**Set of tasks:**
a: Translate this sentence from the parking lot safety tips into Spanish: "Be wary of strangers who approach you in the parking lot."
b: In the parking lot safety tips, rewrite the paragraph beginning "The best way to keep a mouse out of the house" as a short bulleted list that keeps its main facts.
c: Answer these questions using the parking lot safety tips:
(i) What two items does the text suggest for concealing valuables in a car?
(ii) How do you "drop a pin" in Google Maps, according to the text?
(iii) What should you hold in each hand when strangers approach?

3. Out of sight, out of (the criminal’s) mind

The best way to keep a mouse out of the house is to hide the cheese. The same can be said for leaving valuables visible in your car. Bags or expensive items of any kind should be put in the back and out of sight of would-be-criminals. A dark blanket or large towel can help conceal precious cargo. Make sure the GPS gets put away, as well. Criminals might also camp out waiting for someone to drop off a large item in the car and go back into the mall. If you have to make another trip back inside, move to another parking space on the other side of the mall.

4. Have a plan

Getting lost in the parking lot is a surefire way to make you easy prey. If you have Google Maps on your smart phone, you can “drop a pin” simply by opening the app and holding your finger down on your location when you park. Save that location and you can use GPS to get back to your car without getting lost. But don’t spend too much time looking at the map. People are easily distracted when staring at a phone, so look occasionally, and be aware of your surroundings the rest of the time.

5. Avoid Strangers

The holidays might be a time of goodwill, but criminals play on that sentiment. Be wary of strangers who approach you in the parking lot. Have your keys in one hand and your cell in the other—in case you need to call 911. And remember, the parking lot can also be a crowded place. If you scream, Good Samaritans are often not far away.

**Source material:**
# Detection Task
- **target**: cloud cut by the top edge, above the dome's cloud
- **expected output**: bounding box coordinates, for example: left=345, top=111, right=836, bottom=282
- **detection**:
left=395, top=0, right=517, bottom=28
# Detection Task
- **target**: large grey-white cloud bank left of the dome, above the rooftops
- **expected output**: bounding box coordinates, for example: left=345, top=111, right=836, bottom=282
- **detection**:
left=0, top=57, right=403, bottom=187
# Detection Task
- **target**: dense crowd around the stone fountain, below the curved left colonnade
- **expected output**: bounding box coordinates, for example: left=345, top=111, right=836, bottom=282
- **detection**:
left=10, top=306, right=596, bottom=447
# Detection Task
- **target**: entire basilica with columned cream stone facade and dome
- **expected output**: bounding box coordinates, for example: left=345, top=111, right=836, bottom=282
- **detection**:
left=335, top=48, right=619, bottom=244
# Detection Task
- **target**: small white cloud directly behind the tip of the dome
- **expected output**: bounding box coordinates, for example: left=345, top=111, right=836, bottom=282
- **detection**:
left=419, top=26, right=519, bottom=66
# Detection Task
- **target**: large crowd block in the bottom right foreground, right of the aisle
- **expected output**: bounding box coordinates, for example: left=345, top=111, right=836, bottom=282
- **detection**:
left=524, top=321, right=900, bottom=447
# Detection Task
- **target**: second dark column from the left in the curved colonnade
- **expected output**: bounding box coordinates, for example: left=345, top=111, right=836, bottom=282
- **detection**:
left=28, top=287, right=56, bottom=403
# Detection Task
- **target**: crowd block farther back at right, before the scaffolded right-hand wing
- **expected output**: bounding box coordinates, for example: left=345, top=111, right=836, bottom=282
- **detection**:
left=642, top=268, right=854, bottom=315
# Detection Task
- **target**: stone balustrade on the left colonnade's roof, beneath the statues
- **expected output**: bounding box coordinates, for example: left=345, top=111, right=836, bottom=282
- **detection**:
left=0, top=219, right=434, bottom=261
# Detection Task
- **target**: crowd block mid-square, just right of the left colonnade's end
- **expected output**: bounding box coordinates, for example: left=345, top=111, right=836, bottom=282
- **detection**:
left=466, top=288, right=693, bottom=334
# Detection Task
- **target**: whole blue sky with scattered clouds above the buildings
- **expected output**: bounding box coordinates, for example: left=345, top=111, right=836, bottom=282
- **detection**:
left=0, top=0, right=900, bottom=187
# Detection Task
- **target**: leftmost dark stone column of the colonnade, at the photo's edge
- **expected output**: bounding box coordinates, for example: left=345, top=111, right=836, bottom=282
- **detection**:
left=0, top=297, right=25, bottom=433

**Answers to the tasks:**
a: Desconfíe de los desconocidos que se le acerquen en el estacionamiento.

b:
- Keep valuables out of sight in your car.
- Put bags and expensive items in the back.
- Cover valuables with a dark blanket or large towel.
- Put the GPS away.
- Criminals may wait for someone to leave a large item in the car and return to the mall.
- If you go back inside, move to a parking space on the other side of the mall.

c:
(i) A dark blanket or a large towel.
(ii) Open the app and hold your finger down on your location when you park.
(iii) Your keys in one hand and your cell phone in the other.